■ Dataset entries ■
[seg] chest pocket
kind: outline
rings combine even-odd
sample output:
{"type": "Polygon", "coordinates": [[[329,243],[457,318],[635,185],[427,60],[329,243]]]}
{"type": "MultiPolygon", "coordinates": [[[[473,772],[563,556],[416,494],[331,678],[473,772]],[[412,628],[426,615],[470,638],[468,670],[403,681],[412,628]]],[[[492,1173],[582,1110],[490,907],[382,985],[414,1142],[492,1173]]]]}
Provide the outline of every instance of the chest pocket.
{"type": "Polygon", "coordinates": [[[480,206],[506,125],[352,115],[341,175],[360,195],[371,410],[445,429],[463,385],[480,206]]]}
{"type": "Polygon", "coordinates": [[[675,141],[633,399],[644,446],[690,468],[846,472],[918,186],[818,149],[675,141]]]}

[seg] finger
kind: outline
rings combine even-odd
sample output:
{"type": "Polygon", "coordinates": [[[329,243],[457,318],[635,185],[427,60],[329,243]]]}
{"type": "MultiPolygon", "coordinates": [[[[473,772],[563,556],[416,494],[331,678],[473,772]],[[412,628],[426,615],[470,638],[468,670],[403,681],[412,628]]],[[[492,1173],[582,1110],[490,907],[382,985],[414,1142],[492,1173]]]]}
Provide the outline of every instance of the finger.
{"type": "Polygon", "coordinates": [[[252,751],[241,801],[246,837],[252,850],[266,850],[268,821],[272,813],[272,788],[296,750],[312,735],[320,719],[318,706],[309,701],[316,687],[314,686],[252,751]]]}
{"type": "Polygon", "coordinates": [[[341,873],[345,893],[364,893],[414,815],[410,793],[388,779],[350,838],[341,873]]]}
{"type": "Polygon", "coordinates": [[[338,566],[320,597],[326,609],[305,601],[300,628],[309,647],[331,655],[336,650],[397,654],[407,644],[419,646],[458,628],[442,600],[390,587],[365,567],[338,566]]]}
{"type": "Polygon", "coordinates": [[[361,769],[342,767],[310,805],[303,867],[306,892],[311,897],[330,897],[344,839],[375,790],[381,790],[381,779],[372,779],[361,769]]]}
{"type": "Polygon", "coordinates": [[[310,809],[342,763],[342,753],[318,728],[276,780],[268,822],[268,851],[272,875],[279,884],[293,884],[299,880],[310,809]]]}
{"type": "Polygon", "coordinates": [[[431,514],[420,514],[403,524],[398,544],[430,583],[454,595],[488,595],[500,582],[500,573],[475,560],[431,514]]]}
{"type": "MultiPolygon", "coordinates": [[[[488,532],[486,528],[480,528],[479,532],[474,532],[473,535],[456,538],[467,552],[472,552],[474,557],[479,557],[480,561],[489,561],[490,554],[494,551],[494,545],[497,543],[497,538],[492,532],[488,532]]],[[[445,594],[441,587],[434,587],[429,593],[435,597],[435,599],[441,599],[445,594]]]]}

■ What the task requires ■
Print out every record again, exactly and in full.

■ Solution for this problem ■
[seg] chest pocket
kind: outline
rings combine even-odd
sample output:
{"type": "Polygon", "coordinates": [[[329,243],[457,318],[635,185],[427,60],[329,243]]]}
{"type": "MultiPolygon", "coordinates": [[[[473,772],[563,556],[416,494],[331,678],[473,772]],[[412,628],[426,615],[470,638],[468,670],[403,681],[412,628]]],[[[492,1173],[582,1110],[490,907],[382,985],[414,1142],[492,1173]]]]}
Provide the outline of every instance of the chest pocket.
{"type": "Polygon", "coordinates": [[[480,206],[506,125],[352,115],[341,175],[360,195],[371,410],[445,429],[463,385],[480,206]]]}
{"type": "Polygon", "coordinates": [[[675,141],[633,399],[644,446],[690,468],[846,472],[918,186],[818,149],[675,141]]]}

[seg] finger
kind: outline
rings combine even-odd
sample output:
{"type": "Polygon", "coordinates": [[[329,243],[457,318],[635,185],[427,60],[329,243]]]}
{"type": "MultiPolygon", "coordinates": [[[[473,772],[563,556],[416,494],[331,678],[473,772]],[[412,628],[426,615],[470,638],[468,670],[403,681],[412,628]]],[[[492,1173],[582,1110],[490,907],[382,985],[414,1142],[492,1173]]]]}
Provide the outline of every instance of the finger.
{"type": "Polygon", "coordinates": [[[252,751],[241,801],[246,837],[252,850],[266,850],[268,821],[272,813],[272,788],[296,750],[312,735],[320,719],[318,706],[309,701],[316,687],[314,686],[252,751]]]}
{"type": "Polygon", "coordinates": [[[341,873],[345,893],[364,893],[414,815],[410,793],[388,779],[350,838],[341,873]]]}
{"type": "Polygon", "coordinates": [[[338,566],[320,597],[326,609],[305,601],[300,628],[309,647],[331,655],[336,650],[397,654],[407,644],[419,646],[458,628],[442,600],[390,587],[365,567],[338,566]]]}
{"type": "Polygon", "coordinates": [[[361,769],[342,767],[310,805],[303,867],[306,892],[311,897],[330,897],[344,839],[375,790],[381,790],[381,779],[372,779],[361,769]]]}
{"type": "Polygon", "coordinates": [[[310,809],[342,763],[342,753],[318,728],[276,780],[268,822],[268,851],[272,875],[279,884],[293,884],[299,880],[310,809]]]}
{"type": "Polygon", "coordinates": [[[431,514],[420,514],[403,524],[398,544],[430,583],[454,595],[488,595],[500,582],[500,573],[475,560],[431,514]]]}
{"type": "MultiPolygon", "coordinates": [[[[488,532],[486,528],[480,528],[479,532],[474,532],[473,535],[456,538],[467,552],[472,552],[474,557],[479,557],[480,561],[489,561],[490,554],[494,551],[494,545],[497,543],[497,538],[492,532],[488,532]]],[[[445,594],[441,587],[434,587],[429,593],[435,597],[435,599],[441,599],[445,594]]]]}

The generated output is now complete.